_Tarefas do exercício:_
a: No texto sobre o filme O Último Virgem Americano, que nome a internet convencionou dar ao tipo de cara que Gary é?
b: Continue o texto sobre o filme O Último Virgem Americano a partir da última frase apresentada.

_Documento de origem:_
Isso não é com base em nenhuma baboseira redpillada sobre como não se deve ser gado de mulher ou aquelas teorias pseudocientíficas sobre macho alfa, beta, sigma, sei lá que letra grega tão usando agora pra fingirem que são sofisticados e intelectuais. O filme não é nenhuma prova de como mulher gosta de cafajeste e que se você tentar ser bonzinho com elas no final você vai se ferrar. Longe disso! Essa é uma história sobre como você não pode fazer e muito menos exigir que alguém corresponda aos seus sentimentos. Nem mesmo se, na sua cabeça; óbvio, você seria o parceiro ideal pra ela. Em outras palavras, O Último Virgem Americano nos mostra que ninguém, e enfatizo, ninguém é obrigado a gostar de você, num sentido mais íntimo, só porque você é legal com ela.

Eu entendo que é muito fácil ficar do lado de Gary afinal ele é o underdog da história. As pessoas, e me incluo nesse grupo, tendem a simpatizar com esse tipo de personagem. Porém, se prestarmos bem a atenção, Gary não é tão coitadinho assim no filme. Claro ele é um rapaz aparentemente agradável, está realmente apaixonado por Karen e só quer vê-la feliz. Certo? Mais ou menos! Porque essa parte do “vê-la feliz” tem um implicação de que ela deveria ser feliz com ele. Por isso que ao longo do filme todo a gente vê como o Gary é um cara ciumento, mesquinho, teimoso, mimado e totalmente iludido. Ele é o que a internet convencionou chamar de “nice guy” que está tão presente na cultura pop.

_Dados fornecidos:_
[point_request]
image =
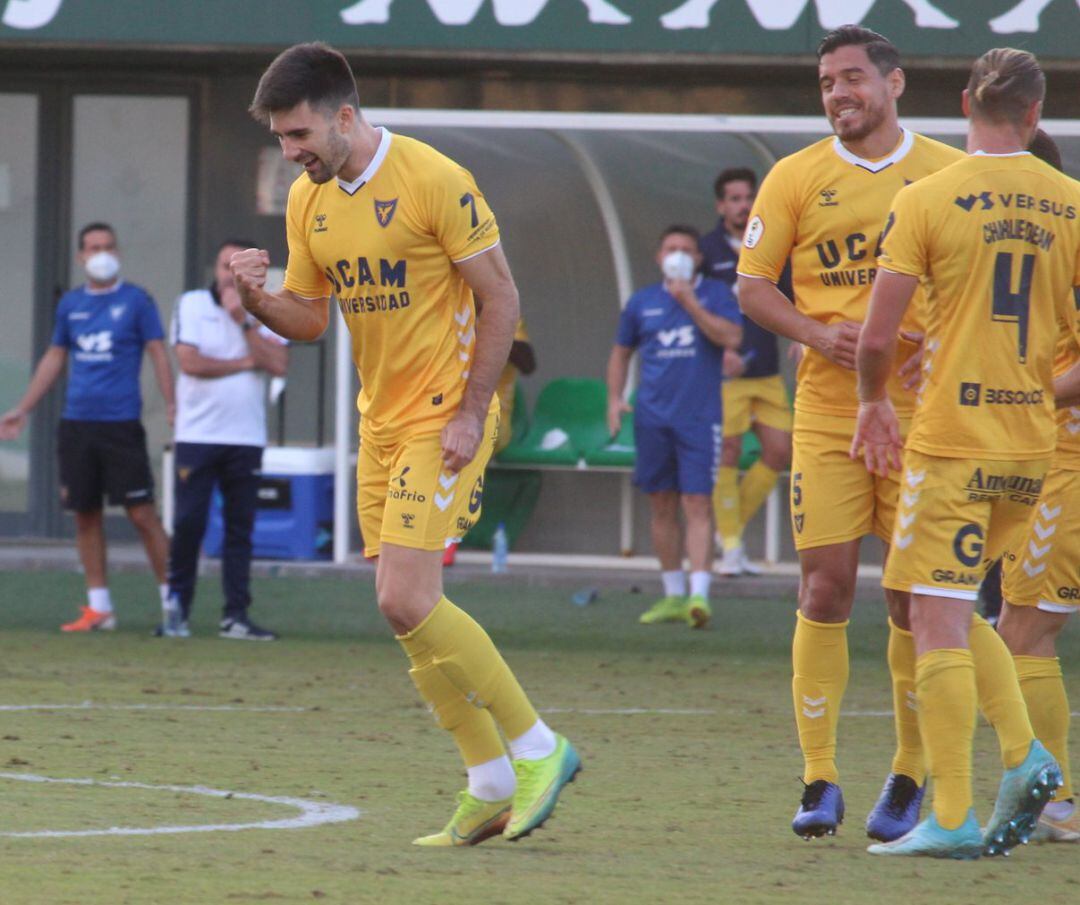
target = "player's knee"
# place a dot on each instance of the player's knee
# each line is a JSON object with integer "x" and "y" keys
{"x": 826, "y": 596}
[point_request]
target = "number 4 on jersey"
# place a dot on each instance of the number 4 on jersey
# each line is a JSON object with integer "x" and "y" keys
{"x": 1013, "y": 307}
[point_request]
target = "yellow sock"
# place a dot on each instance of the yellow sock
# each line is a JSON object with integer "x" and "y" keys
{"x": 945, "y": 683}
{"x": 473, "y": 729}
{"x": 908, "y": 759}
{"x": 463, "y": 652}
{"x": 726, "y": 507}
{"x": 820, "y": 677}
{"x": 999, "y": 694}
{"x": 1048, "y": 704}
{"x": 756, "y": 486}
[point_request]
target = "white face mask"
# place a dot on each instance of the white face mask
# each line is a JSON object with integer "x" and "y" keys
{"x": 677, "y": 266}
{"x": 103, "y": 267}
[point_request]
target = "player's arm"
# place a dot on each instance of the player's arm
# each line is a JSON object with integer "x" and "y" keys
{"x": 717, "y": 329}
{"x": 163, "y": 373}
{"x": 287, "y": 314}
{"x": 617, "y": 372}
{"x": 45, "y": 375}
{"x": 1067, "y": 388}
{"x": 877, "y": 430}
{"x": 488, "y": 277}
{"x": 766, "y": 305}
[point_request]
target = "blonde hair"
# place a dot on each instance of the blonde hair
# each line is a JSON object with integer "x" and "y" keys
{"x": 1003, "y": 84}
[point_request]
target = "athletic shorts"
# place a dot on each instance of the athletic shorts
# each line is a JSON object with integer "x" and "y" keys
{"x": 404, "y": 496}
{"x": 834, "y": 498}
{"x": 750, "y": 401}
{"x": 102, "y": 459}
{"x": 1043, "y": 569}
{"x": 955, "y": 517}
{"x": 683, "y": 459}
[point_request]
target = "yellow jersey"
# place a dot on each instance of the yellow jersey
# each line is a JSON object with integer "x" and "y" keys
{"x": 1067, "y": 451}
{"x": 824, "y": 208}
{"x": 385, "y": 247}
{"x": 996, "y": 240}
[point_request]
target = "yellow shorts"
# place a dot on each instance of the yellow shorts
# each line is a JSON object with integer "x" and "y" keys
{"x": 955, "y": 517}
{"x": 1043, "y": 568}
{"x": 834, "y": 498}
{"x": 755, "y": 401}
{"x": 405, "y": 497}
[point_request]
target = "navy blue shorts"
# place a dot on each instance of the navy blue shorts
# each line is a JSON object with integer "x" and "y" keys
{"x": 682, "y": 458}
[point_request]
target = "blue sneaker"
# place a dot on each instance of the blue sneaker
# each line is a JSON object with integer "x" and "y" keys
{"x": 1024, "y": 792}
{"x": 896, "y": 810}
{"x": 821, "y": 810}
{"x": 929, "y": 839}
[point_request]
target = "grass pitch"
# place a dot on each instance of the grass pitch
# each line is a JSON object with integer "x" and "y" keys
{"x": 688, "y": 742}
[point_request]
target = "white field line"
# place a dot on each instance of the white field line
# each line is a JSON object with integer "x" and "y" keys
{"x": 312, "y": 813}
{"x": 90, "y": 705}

_Respostas por tarefa:_
a: “Nice guy”.

b:
Uma das primeiras coisas que Gary faz é pedir para David descobrir onde Karen mora. Então, no caminho para escola, ele vai até a casa dela, esvazia o pneu da sua bicicleta e então surge como uma espécie de cavaleiro de armadura branca oferecendo uma carona para ajudar a donzela. Eles começam a conversar e a principio tudo corre bem. Começa a pintar uma amizade entre eles. A-M-I-Z-A-D-E! Porém, lógico, Gary quer mais do que isso. Portanto ele pergunta se Karen tem namorado e tenta convidá-la para uma festa. Karen rejeita cordialmente a investida dele e diz que estará ocupada.

Contudo, depois na festa ela aparece ao lado de Rick. É nessa hora que o coleguinha redpill vai saltar da cadeira de novo e gritar:

– Olha aí, que vagabunda mentirosa! Se tava ocupada por que decidiu sair com o Rick? Manipuladora e mal-agradecida!

*sigh*

Precisamos entender uma coisa: só porque você tentou educadamente convidar uma mulher para sair ela não é obrigada a aceitar. É um direito básico não só dela, mas de todas as pessoas do mundo!

Outro papinho que eu sei que muito cara vai lançar é dizer o que a Karen foi desonesta com o Gary ao dizer que não tinha namorado e depois aparecer na festa com Rick. Tá, mas e daí? Novamente, outro direito básico de todo mundo. Só porque uma pessoa não está num relacionamento no momento não significa que ela não esteja interessada em alguém. E não precisa ser nem para uma relação duradoura, pode ser algo puramente casual. O grande problema é que Gary não consegue aceitar a ideia que ela não esteja interessada nele.

Como escrever diálogos 101
Nossa, por que será que ela não se apaixona por esse partidão, hein?

E o que o nosso “nice guy” aqui faz? Bebe, trata a garota mal e cria uma cena na festa pelo simples fato que ela gosta do amigo dele. Poxa, e por que ela não gosta do Gary, meu Deus? Afinal… ele deu uma carona pra ela! Isso é outra coisa Gary não entende. Relacionamentos não são feitos na base do escambo. Você não faz X pra pessoa e ela te retribui com Y. É algo imensamente mais complexo e, na raiz disso tudo, vai depender dessa pessoa estar aberta a se interessar por você. Coisa que Karen não está com Gary.

Aí vem o redpill e, julgando novamente, começa a questionar:

– Mas por que ela decide sair com esse Rick que é claramente um babaca? Ah, já sei! Deve ser porque ele é chad enquanto o Gary é beta!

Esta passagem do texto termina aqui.